● Detalles del ejercicio
Localiza y copia cada línea de abajo que contenga la cadena "crop", distinguiendo entre mayúsculas y minúsculas.

━━━━━━━━━━━━━━━━━━━━━━━━━━━━━━

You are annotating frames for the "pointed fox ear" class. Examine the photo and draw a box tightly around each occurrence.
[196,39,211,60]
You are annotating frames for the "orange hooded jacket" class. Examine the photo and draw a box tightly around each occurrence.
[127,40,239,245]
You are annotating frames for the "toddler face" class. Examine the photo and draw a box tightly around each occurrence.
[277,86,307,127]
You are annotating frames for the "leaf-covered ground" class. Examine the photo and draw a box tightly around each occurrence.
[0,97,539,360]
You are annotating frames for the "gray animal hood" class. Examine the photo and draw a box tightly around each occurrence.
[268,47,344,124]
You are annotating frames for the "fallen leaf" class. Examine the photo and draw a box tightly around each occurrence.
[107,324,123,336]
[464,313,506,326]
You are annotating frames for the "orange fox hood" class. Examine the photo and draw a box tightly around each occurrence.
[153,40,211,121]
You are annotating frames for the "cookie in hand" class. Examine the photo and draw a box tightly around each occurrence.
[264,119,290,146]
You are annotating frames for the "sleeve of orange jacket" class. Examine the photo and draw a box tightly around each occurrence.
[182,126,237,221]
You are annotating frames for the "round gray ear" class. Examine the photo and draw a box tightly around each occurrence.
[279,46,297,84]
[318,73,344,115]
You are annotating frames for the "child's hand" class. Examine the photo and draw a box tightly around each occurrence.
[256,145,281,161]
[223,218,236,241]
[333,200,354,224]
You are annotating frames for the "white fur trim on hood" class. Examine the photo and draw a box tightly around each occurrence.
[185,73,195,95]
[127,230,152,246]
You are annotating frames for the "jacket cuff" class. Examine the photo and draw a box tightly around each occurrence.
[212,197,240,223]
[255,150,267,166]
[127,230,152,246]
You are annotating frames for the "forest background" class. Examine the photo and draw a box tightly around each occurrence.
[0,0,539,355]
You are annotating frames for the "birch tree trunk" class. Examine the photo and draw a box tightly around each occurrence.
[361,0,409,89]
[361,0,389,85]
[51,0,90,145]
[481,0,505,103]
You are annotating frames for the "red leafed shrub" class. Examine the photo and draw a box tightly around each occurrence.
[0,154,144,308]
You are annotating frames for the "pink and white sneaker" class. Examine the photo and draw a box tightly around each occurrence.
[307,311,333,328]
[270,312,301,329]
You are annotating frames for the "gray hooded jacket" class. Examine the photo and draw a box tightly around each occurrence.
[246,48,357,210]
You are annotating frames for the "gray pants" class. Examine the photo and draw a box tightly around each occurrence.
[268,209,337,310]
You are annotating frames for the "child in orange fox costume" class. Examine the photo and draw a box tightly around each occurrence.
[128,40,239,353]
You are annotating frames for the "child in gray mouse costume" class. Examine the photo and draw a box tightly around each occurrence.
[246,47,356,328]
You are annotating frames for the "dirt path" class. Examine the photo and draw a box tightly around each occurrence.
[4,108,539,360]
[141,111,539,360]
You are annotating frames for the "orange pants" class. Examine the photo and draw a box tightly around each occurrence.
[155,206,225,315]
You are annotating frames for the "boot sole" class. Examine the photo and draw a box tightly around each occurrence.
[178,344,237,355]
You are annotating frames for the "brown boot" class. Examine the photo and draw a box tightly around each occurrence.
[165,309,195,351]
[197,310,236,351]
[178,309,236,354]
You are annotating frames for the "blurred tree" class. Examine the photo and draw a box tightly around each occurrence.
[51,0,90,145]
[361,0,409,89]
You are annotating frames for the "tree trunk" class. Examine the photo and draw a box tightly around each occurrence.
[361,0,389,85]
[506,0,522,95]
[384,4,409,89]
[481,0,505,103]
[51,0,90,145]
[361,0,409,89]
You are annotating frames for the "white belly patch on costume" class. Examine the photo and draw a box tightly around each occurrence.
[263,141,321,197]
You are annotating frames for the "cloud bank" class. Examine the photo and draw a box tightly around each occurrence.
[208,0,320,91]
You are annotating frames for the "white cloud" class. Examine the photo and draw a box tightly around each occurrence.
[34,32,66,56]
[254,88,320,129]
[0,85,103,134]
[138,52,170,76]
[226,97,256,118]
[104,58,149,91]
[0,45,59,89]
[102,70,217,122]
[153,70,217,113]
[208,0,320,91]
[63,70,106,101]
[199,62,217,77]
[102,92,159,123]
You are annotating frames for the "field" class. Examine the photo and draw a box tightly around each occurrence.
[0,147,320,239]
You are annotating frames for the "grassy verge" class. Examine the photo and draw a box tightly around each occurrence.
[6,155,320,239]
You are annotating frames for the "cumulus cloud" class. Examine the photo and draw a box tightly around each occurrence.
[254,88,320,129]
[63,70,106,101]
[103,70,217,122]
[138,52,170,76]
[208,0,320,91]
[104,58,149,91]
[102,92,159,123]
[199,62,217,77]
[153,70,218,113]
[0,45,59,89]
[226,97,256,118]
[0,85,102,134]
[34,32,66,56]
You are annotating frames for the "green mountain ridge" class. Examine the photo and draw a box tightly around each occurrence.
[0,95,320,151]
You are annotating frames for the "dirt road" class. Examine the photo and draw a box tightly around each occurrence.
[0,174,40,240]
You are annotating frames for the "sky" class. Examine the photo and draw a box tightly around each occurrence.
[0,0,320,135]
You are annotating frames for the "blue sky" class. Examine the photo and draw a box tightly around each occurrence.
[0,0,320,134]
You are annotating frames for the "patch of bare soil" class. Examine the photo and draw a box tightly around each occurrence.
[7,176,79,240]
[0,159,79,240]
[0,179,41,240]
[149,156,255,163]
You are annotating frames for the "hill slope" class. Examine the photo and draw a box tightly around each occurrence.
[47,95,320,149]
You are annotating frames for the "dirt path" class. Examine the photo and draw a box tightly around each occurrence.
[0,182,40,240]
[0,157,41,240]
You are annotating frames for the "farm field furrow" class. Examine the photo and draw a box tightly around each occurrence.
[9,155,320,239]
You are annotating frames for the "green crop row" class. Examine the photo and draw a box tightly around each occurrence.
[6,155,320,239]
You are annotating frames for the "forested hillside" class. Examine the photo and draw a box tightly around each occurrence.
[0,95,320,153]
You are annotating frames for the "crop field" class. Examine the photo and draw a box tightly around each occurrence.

━━━━━━━━━━━━━━━━━━━━━━━━━━━━━━

● Solución completa
You are annotating frames for the "green crop row" class. Examine the photo and draw a box tightly around each occurrence.
You are annotating frames for the "crop field" class. Examine the photo and draw a box tightly around each occurrence.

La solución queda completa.